- WORK INSTRUCTIONS
Transcribe all of the data exactly. Omit the pictures.

::: ENTRIES

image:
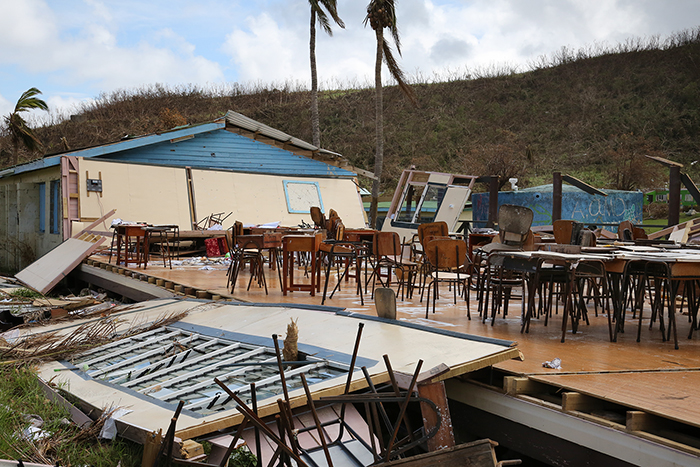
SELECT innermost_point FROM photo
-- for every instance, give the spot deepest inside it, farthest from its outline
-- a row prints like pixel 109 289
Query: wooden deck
pixel 650 376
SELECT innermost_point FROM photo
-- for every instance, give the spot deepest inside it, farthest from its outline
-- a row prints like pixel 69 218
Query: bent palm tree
pixel 17 126
pixel 317 7
pixel 382 14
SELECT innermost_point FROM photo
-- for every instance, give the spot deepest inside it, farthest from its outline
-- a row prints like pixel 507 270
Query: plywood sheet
pixel 327 332
pixel 43 274
pixel 669 394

::::::

- EXERCISE RESPONSE
image:
SELECT innermost_point FROM photo
-- for every instance, give the spot deepest inside it, farthest from its outline
-- a row prints like pixel 109 289
Query: wooden deck
pixel 650 376
SELECT innermost_point FROM photo
-- for every instance, give the spot deepest inside it, farthest from its outline
-- a row prints like pixel 69 218
Query: bent palm tree
pixel 17 126
pixel 317 7
pixel 382 14
SELECT innermost_point FROM photo
-- for every instance, give the spot deepest inside it, farthest from its outline
-- a row prints like pixel 507 270
Query: plywood sheet
pixel 327 332
pixel 43 274
pixel 669 394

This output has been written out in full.